[BEGIN Data for this exercise]
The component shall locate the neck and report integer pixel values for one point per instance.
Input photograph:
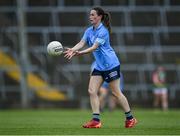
(96, 25)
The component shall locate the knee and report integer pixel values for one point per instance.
(91, 91)
(117, 94)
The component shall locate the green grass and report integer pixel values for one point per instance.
(69, 122)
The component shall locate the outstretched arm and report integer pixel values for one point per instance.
(74, 51)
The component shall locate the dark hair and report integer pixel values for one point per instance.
(106, 18)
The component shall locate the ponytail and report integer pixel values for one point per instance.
(106, 18)
(107, 21)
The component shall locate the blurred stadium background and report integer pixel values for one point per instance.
(145, 33)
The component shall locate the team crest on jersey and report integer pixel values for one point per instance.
(112, 74)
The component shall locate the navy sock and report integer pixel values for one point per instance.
(96, 116)
(128, 115)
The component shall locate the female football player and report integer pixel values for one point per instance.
(106, 68)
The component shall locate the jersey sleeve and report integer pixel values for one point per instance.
(85, 36)
(101, 38)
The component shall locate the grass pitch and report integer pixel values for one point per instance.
(69, 122)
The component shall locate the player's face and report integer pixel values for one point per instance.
(94, 18)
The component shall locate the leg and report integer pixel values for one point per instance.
(130, 121)
(156, 100)
(114, 85)
(112, 102)
(164, 101)
(94, 85)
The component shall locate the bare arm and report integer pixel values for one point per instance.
(74, 51)
(79, 45)
(89, 50)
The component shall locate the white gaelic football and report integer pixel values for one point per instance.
(55, 48)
[END Data for this exercise]
Extract every line of the records above verbatim, leaving the pictures out of your output.

**Written response:**
The component shall locate the neck and report integer pixel values for one point per instance.
Input photograph:
(96, 25)
The component shall locate the knee and report integer pixel values for one point per instance.
(91, 91)
(117, 94)
The component shall locate the green grass and report integer pixel values for one point per instance.
(69, 122)
The component shall locate the outstretched arm and report integer pixel values for one point per instance.
(74, 51)
The component shall locate the dark hair and report integer pixel values for one point per instance.
(106, 18)
The component shall locate the ponytail and report integer pixel values for one point per instance.
(106, 18)
(107, 21)
The component shall locate the blurred stadium background and report integer pixel values for one point per instance.
(145, 33)
The component shall locate the team crest on jersey and report integer pixel values for one point per instance.
(112, 74)
The component shall locate the navy sock and report integer pixel values for one point per instance.
(96, 116)
(128, 115)
The component shall locate the female football player and report integer pixel values for one point per instance.
(106, 68)
The component shall locate the jersey sleeve and report integer pixel values for one point per instance.
(85, 36)
(101, 38)
The component shall locate the grass pitch and report integer pixel values for one point per instance.
(69, 122)
The component shall locate the player's face and report integer pixel values for one point per instance.
(94, 18)
The component shall locate the leg and report integer pixel values for one point per instance.
(130, 121)
(156, 100)
(114, 85)
(112, 102)
(164, 101)
(94, 85)
The component shall locate the bare arm and report integer pixel values for one point per instance.
(74, 51)
(79, 45)
(89, 50)
The component shall locate the white gaelic football and report integer pixel values for one point per instance.
(55, 48)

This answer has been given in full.